§ To do
Below is a set of records; print all of them exactly as written.

[Excerpts of pointing data]
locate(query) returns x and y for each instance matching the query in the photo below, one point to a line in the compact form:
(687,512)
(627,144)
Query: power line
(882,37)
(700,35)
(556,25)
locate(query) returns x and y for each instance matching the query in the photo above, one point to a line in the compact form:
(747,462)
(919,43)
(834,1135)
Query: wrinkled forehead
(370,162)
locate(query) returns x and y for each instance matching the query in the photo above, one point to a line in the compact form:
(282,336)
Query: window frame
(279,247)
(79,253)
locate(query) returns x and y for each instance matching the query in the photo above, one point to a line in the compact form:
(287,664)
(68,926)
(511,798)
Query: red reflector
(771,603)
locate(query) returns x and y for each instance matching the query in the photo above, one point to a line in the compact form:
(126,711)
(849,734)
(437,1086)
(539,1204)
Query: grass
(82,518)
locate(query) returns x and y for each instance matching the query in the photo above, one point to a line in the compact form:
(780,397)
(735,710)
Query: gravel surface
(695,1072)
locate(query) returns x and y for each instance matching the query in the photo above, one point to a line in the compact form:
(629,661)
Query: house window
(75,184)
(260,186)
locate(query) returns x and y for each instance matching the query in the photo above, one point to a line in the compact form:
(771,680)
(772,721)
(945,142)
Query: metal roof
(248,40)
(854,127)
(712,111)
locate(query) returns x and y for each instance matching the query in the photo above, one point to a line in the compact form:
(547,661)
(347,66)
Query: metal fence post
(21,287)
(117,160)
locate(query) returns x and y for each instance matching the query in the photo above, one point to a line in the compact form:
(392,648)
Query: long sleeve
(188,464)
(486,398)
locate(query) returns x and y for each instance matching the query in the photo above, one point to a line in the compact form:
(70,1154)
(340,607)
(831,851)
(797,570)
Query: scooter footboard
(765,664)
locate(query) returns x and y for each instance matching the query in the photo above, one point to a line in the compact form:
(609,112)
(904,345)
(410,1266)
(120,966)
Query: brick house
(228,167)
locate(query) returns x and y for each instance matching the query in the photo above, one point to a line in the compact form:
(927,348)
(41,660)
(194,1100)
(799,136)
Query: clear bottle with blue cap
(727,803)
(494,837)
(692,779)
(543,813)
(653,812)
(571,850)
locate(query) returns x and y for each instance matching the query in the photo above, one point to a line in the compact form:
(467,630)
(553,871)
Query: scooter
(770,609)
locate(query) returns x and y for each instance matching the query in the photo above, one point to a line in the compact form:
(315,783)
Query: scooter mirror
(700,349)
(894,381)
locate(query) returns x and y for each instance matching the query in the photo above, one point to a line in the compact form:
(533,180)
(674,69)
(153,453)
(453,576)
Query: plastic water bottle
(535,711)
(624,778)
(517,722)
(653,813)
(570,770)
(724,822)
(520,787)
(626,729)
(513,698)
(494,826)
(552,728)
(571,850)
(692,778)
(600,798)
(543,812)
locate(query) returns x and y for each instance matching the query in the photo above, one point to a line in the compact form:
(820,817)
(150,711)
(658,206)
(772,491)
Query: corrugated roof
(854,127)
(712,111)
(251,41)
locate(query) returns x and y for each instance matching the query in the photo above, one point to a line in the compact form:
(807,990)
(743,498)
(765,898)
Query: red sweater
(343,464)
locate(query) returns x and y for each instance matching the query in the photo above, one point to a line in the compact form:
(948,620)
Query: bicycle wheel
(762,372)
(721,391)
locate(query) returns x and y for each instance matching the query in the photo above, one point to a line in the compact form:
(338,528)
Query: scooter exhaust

§ Output for this exercise
locate(query) returns x and y for each instance matching the query in the photo below, one point to a line in the compact form:
(687,512)
(627,144)
Query: power line
(882,37)
(700,35)
(556,25)
locate(query) returns x and y for each instance matching the query in the photo above, one point to a line in the compact form:
(747,462)
(919,43)
(834,1135)
Query: wrinkled forehead
(370,162)
locate(query) returns x and y for each instance matching the query in the photo above, one point to a line in the compact form:
(282,336)
Query: window frame
(279,247)
(79,253)
locate(query) returns x and y for each instance matching the query in the photo above, one point to a line in the compact form:
(287,664)
(68,926)
(511,798)
Query: red reflector
(771,603)
locate(query) returns x and y for each instance matching the query in the photo above, one point to a line in the compact form:
(126,711)
(849,734)
(437,1086)
(539,1204)
Query: grass
(82,518)
locate(query) returns x and y for each instance matching the query in the photo above, one point to a line in the compact form:
(780,397)
(735,710)
Query: gravel surface
(695,1072)
locate(query) returns x and y for each instance matching the query in the photo above, one point to a line in the compact form:
(629,661)
Query: house window
(75,184)
(260,186)
locate(query) returns x and y for each instance matching the query in the photo above, one point to a line in the compact form:
(771,680)
(772,721)
(945,142)
Query: metal roof
(248,40)
(854,127)
(712,111)
locate(query) returns x and y for each instance matching the query in the photo above, one point to a line in the compact form:
(547,661)
(347,66)
Query: metal fence post
(21,287)
(117,160)
locate(query) returns x and y for each instance matching the query in the photo above, one point to a line in the compact form:
(392,648)
Query: long sleeve
(188,464)
(486,398)
locate(query) returns x and y for each instance matching the query in the photo above, one point to a line in the compact form:
(70,1154)
(340,607)
(831,851)
(797,570)
Query: scooter footboard
(765,664)
locate(query) returns x and y for each instance matching the query in the photo above, one point to a line in the compact form:
(609,112)
(904,345)
(410,1266)
(120,966)
Query: brick house
(228,167)
locate(query) returns x and y for each instance matching the query in the photo above, one point to a line in the compact form:
(927,348)
(41,660)
(194,1100)
(799,136)
Query: clear bottle with blue cap
(727,803)
(494,837)
(692,779)
(543,813)
(653,812)
(571,850)
locate(query) returns x and y for each instance matching the query in the photo above, one point to a line in the compact form:
(467,630)
(553,871)
Query: scooter
(770,609)
locate(query) returns x and y for each instance matching the query in the photo above, one point to a line in the compact form:
(315,783)
Query: scooter mirror
(700,349)
(894,381)
locate(query) returns x and y for each instance matching the query in the photo above, one point to a line in the compact form:
(533,180)
(674,69)
(153,453)
(453,576)
Query: plastic water bottle
(535,711)
(624,778)
(517,722)
(653,813)
(570,770)
(724,822)
(520,787)
(626,729)
(513,698)
(494,826)
(552,728)
(571,850)
(692,778)
(600,798)
(543,812)
locate(query) returns x and y for each instance matching the query in the photo above, one point to a line in the compact form:
(820,817)
(150,711)
(658,206)
(772,491)
Query: corrugated roof
(854,127)
(712,111)
(251,41)
locate(query) returns x and y for each instance matching the query in the photo above, one point to a line in the compact form:
(807,990)
(743,498)
(765,898)
Query: red sweater
(343,464)
locate(query) returns x and y for each instance matching the query in the photo above, one point to a line in the compact form:
(948,620)
Query: bicycle wheel
(762,372)
(721,391)
locate(query) returns x and y for each instance matching the query in the photo above, one point to a line in the compact form:
(338,528)
Query: scooter exhaust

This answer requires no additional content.